- [Requirement] In the records that follow, find the line with "359L819 324L811 325L794"; from there, retype every line exactly through the line with "624L327 644L411 643L344", which also belongs to the answer.

Stored data
┄┄┄┄┄┄┄┄┄┄┄┄┄┄┄┄┄┄┄┄
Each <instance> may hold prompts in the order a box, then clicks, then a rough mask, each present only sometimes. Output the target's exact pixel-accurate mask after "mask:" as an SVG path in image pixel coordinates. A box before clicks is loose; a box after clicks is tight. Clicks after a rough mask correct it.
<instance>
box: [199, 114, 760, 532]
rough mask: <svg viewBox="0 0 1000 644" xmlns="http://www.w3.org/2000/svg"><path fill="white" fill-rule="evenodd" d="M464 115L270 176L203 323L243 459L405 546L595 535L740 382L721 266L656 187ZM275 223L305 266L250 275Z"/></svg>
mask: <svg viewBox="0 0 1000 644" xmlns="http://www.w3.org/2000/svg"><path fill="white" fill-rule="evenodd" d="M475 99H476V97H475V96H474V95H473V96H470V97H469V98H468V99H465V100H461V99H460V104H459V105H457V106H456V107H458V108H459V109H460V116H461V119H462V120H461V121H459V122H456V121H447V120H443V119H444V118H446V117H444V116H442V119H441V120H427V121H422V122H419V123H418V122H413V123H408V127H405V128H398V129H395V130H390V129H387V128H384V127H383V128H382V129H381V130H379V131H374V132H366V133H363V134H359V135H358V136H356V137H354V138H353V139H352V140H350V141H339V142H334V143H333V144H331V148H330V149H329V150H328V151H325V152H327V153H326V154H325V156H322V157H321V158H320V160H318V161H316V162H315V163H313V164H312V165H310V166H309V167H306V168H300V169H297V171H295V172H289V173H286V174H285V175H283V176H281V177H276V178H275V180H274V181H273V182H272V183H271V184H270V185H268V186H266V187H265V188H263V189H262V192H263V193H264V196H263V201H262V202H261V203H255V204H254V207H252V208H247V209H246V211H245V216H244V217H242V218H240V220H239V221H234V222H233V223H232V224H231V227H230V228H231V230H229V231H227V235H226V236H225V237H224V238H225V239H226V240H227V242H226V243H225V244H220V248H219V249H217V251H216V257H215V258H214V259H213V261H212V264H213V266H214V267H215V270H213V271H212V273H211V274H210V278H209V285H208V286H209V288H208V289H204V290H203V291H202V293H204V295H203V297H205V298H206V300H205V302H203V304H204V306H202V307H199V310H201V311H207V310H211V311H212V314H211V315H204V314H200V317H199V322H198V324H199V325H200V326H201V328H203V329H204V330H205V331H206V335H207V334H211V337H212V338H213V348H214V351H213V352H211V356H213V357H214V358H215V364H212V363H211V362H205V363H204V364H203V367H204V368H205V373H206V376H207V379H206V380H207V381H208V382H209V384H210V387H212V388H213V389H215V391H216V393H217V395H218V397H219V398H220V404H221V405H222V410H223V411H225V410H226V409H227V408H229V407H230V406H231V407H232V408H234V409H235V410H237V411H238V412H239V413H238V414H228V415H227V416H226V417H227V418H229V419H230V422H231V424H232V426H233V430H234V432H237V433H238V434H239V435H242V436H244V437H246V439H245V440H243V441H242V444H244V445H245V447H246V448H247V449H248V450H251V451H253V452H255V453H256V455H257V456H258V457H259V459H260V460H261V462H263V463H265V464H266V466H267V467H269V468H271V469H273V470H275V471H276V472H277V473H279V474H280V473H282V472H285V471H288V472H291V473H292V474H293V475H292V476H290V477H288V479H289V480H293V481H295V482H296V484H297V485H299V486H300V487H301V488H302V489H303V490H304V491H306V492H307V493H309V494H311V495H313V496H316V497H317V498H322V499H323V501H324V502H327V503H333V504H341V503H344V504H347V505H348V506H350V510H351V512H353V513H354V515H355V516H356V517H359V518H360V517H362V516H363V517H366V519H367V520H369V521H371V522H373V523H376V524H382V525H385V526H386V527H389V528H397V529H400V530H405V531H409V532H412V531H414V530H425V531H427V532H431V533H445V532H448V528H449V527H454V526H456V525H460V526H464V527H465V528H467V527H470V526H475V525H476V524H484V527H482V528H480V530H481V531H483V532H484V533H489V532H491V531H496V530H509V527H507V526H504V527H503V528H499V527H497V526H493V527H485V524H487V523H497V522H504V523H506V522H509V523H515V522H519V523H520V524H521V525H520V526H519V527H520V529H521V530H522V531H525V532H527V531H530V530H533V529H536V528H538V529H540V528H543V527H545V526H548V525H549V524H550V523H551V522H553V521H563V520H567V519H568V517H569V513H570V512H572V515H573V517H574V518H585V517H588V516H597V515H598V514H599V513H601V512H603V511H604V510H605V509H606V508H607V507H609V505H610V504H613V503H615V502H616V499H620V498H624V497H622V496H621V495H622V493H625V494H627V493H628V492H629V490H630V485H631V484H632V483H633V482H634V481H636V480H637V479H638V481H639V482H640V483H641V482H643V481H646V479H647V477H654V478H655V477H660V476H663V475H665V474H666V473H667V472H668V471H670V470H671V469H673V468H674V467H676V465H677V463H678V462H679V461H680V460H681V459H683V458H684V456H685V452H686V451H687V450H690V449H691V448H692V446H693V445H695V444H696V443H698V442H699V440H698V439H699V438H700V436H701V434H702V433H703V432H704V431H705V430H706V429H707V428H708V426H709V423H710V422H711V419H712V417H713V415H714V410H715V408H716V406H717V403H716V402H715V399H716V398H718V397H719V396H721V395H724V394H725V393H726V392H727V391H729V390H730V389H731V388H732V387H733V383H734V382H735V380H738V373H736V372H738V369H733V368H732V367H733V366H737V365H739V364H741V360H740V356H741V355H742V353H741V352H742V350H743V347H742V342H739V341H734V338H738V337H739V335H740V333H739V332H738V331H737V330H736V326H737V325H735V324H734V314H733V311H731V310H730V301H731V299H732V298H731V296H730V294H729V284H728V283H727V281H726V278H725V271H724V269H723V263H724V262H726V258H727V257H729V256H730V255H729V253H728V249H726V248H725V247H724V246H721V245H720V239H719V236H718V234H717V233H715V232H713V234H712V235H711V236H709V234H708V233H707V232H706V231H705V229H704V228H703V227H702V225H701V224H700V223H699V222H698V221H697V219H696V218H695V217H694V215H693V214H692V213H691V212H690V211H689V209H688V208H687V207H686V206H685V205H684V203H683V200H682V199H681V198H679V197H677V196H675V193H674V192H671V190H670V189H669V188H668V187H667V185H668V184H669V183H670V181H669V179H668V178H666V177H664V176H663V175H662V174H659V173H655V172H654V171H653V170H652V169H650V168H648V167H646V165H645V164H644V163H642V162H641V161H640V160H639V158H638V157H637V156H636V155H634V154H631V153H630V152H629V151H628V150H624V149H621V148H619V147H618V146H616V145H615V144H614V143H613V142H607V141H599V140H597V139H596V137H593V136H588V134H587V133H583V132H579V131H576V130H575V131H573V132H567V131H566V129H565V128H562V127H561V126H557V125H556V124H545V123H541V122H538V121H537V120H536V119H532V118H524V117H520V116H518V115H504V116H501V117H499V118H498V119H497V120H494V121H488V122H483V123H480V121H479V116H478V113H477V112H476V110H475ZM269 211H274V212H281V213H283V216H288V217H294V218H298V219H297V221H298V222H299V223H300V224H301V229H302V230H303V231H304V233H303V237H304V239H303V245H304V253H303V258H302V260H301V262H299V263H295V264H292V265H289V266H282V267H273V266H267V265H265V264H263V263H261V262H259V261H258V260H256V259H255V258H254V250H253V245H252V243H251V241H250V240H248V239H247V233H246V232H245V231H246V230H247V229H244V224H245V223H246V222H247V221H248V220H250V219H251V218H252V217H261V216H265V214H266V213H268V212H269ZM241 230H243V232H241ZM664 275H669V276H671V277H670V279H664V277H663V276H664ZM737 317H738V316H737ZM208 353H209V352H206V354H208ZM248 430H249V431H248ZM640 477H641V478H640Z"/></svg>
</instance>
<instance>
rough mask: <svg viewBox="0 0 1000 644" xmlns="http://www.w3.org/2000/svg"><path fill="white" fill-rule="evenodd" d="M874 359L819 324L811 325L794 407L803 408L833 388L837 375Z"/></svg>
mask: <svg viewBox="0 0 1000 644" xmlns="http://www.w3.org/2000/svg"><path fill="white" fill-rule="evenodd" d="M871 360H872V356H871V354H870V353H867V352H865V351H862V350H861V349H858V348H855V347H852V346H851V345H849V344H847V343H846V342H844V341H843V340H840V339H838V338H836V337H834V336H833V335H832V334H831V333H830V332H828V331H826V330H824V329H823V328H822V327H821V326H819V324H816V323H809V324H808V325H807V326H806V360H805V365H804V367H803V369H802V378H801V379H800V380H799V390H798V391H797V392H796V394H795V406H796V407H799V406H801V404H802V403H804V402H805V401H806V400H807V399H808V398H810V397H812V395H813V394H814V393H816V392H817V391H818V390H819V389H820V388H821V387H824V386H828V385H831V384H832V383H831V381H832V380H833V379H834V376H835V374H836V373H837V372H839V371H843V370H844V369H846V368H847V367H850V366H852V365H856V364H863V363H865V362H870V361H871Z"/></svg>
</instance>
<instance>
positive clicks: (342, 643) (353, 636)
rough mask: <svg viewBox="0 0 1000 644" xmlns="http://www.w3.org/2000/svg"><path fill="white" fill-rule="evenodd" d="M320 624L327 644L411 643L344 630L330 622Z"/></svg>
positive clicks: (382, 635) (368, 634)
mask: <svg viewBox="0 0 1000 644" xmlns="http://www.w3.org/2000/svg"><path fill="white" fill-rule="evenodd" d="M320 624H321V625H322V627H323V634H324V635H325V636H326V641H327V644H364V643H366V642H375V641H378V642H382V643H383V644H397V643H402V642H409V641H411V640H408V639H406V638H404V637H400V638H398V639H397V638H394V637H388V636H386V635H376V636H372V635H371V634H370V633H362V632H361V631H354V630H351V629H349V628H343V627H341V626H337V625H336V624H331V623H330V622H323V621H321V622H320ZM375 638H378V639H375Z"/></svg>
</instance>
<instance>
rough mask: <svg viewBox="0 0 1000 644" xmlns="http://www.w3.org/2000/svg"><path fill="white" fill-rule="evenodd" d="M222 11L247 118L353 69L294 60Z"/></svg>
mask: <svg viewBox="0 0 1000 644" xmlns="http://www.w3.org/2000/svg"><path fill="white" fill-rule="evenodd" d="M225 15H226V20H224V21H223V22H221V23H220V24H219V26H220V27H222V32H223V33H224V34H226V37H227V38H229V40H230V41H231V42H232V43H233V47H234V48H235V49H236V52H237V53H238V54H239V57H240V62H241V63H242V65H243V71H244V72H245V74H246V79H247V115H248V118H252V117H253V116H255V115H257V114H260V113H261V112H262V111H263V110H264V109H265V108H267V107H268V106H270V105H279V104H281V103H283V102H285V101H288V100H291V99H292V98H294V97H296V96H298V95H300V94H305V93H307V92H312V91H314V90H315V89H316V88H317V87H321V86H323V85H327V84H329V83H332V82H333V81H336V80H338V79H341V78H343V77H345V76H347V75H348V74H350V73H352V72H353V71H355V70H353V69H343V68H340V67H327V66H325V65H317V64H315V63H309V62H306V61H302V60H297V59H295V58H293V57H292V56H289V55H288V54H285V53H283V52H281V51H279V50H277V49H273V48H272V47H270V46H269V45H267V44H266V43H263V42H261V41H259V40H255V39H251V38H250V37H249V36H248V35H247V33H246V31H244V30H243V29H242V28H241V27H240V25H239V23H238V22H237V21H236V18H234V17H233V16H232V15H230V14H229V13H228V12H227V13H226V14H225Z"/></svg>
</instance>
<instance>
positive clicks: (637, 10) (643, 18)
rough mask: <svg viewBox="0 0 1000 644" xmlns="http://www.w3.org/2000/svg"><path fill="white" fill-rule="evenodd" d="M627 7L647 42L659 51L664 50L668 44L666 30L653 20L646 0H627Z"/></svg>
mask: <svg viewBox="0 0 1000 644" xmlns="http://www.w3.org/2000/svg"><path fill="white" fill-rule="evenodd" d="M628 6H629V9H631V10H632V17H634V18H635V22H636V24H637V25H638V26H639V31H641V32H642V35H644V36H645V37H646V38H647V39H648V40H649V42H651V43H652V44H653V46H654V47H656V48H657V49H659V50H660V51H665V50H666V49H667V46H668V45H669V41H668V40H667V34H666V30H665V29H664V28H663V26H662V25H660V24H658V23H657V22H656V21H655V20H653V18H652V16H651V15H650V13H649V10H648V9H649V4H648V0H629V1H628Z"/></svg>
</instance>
┄┄┄┄┄┄┄┄┄┄┄┄┄┄┄┄┄┄┄┄
- [Written answer]
rough mask: <svg viewBox="0 0 1000 644" xmlns="http://www.w3.org/2000/svg"><path fill="white" fill-rule="evenodd" d="M874 359L819 324L811 325L794 407L803 408L833 388L837 375Z"/></svg>
mask: <svg viewBox="0 0 1000 644" xmlns="http://www.w3.org/2000/svg"><path fill="white" fill-rule="evenodd" d="M871 360H872V356H871V354H870V353H867V352H865V351H862V350H861V349H858V348H855V347H852V346H851V345H849V344H847V343H846V342H844V341H843V340H840V339H838V338H836V337H834V336H833V335H832V334H831V333H830V332H828V331H826V330H824V329H823V328H822V327H821V326H819V324H816V323H809V324H808V325H807V326H806V360H805V365H804V367H803V369H802V378H801V379H800V380H799V390H798V391H797V392H796V394H795V406H796V407H799V406H801V404H802V403H804V402H805V401H806V400H807V399H808V398H810V397H812V395H813V394H814V393H816V392H817V391H818V390H819V389H820V388H821V387H824V386H828V385H831V384H832V383H831V381H832V380H833V379H834V376H835V374H836V373H837V372H839V371H843V370H844V369H846V368H847V367H850V366H852V365H856V364H863V363H865V362H870V361H871Z"/></svg>
</instance>
<instance>
positive clicks: (342, 643) (353, 636)
rough mask: <svg viewBox="0 0 1000 644" xmlns="http://www.w3.org/2000/svg"><path fill="white" fill-rule="evenodd" d="M320 624L327 644L411 643L344 630L330 622Z"/></svg>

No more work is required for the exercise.